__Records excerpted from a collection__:
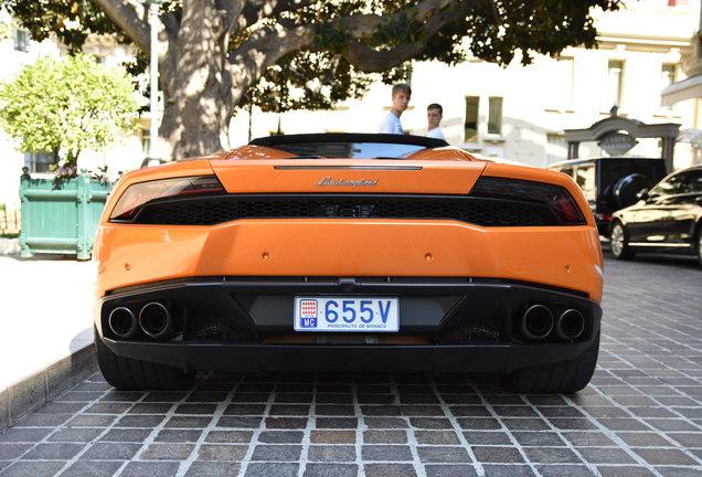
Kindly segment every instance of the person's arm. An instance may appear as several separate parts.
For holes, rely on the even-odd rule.
[[[391,119],[392,118],[389,115],[383,116],[383,119],[381,120],[377,131],[382,134],[394,134],[395,128]]]

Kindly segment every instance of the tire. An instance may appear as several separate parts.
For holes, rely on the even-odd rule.
[[[652,186],[653,183],[648,177],[638,172],[630,173],[627,177],[619,179],[613,189],[617,209],[624,209],[637,203],[639,200],[639,192],[644,189],[650,189]]]
[[[103,343],[95,330],[97,365],[105,380],[119,390],[176,391],[189,389],[195,373],[185,373],[164,364],[124,358]]]
[[[700,266],[702,266],[702,224],[698,226],[698,237],[695,243],[698,244],[698,262],[700,263]]]
[[[611,224],[611,232],[609,232],[609,247],[611,248],[611,255],[616,259],[634,258],[635,253],[629,246],[629,233],[621,222],[615,222]]]
[[[539,364],[512,371],[502,385],[518,393],[574,393],[587,385],[595,372],[599,331],[583,354],[567,361]]]

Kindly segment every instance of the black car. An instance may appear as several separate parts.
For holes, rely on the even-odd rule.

__INSTRUCTIONS FOR THE TASK__: Revise the records above by replacing every occurrence of "Kindly segment" with "Please outline", leaving everything else unchanged. Omit the pictures from your answer.

__WRITTEN RESPONSE__:
Please outline every instance of the person's arm. An instance may appear as several separate parts.
For holes, rely on the even-odd rule.
[[[391,119],[392,118],[389,115],[383,116],[383,119],[381,120],[377,131],[382,134],[394,134],[395,128]]]

Please outline every instance of the tire. An instance may appear as several separate parts.
For holes, rely on the even-odd rule.
[[[652,186],[653,183],[648,177],[638,172],[630,173],[627,177],[619,179],[613,189],[617,209],[624,209],[637,203],[639,200],[639,192],[644,189],[650,189]]]
[[[103,343],[95,330],[97,365],[105,380],[119,390],[176,391],[189,389],[195,373],[185,373],[164,364],[124,358]]]
[[[700,266],[702,266],[702,224],[698,226],[698,237],[695,243],[698,244],[698,262],[700,263]]]
[[[611,224],[611,232],[609,232],[609,247],[611,248],[611,255],[616,259],[634,258],[635,253],[629,246],[629,233],[621,222],[615,222]]]
[[[539,364],[512,371],[502,385],[518,393],[574,393],[587,385],[595,372],[599,331],[583,354],[567,361]]]

Please outline every instance of the black car. An instance may appear as several separate parts.
For holes, rely on the even-odd rule.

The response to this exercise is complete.